(Questions to answer)
**1.** According to the report on bullying in HSE facilities in Cork and Kerry, how many incidents of verbal harassment were recorded?
**2.** In the report on bullying in HSE facilities in Cork and Kerry, what basis does it give for saying incidents occurred at a rate of almost two per week?

(Text for analysis)
>>>
Two incidents per week of staff bullying are reported within HSE community facilities in Cork and Kerry

Two incidents per week of staff bullying are reported within HSE community facilities in Cork and Kerry

Staff in HSE mental health and social care facilities in Cork and Kerry reported more than 110 incidents of workplace bullying and harassment during a 16-month timeframe, at a rate of almost two incidents per week.

Internal documents released to the Evening Echo under the Freedom of Information Act show the HSE recorded 112 incidents of workplace bullying, verbal harassment, physical harassment and sexual harassment at community healthcare organisations (CHOs) in Cork and Kerry between January 2016 and April this year.

In total, 46 incidents of verbal harassment were recorded; 28 incidents of bullying; 21 incidents of sexual harassment and 17 incidents of physical harassment.

The rate of physical and sexual harassment reported in Cork and Kerry is “genuinely shocking” according to IMPACT trade union spokesperson Niall Shanahan.
<<<
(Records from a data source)
>>>
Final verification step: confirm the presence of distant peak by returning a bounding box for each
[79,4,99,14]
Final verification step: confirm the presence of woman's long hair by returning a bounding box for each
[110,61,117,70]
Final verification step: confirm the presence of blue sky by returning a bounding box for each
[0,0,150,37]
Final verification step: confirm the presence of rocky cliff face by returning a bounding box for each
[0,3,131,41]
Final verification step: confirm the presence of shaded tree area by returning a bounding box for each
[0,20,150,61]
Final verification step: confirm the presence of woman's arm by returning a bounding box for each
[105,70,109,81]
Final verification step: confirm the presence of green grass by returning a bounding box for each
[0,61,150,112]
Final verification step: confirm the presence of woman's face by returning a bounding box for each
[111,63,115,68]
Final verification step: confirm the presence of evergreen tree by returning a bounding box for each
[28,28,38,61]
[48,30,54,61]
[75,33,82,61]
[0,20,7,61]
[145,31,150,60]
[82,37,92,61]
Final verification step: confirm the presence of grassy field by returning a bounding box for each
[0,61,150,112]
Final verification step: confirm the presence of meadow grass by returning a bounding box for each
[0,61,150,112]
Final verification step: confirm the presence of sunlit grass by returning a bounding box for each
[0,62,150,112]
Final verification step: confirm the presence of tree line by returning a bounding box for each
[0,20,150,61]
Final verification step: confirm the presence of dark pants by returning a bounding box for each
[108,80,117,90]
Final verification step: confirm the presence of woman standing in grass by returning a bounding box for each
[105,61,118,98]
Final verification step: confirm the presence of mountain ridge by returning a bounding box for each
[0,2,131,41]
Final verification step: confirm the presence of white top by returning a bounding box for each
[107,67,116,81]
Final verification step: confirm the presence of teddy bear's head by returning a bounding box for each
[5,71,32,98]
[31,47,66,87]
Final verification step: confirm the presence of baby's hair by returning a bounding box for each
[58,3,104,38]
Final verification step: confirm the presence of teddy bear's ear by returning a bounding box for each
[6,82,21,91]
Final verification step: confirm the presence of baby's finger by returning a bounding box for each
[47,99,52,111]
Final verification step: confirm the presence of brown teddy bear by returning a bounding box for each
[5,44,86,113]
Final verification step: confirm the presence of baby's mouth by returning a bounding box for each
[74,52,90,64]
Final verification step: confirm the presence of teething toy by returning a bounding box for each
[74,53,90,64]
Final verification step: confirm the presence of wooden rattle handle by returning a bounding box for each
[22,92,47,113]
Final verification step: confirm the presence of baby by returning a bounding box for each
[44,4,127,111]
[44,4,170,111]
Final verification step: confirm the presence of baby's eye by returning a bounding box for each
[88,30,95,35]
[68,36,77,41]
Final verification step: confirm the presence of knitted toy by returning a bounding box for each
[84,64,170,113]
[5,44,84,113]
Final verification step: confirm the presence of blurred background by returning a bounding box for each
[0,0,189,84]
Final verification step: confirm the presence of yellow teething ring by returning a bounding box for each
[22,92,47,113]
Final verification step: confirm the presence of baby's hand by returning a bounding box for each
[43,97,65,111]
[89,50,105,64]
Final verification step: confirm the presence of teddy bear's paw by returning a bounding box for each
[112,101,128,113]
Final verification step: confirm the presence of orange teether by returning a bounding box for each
<<<
(Written answers)
**1.** 46 incidents of verbal harassment were recorded.

**2.** Staff reported more than 110 incidents (112 in total) of bullying and harassment over a 16-month period, from January 2016 to April. Spread across that time, this works out to almost two incidents per week.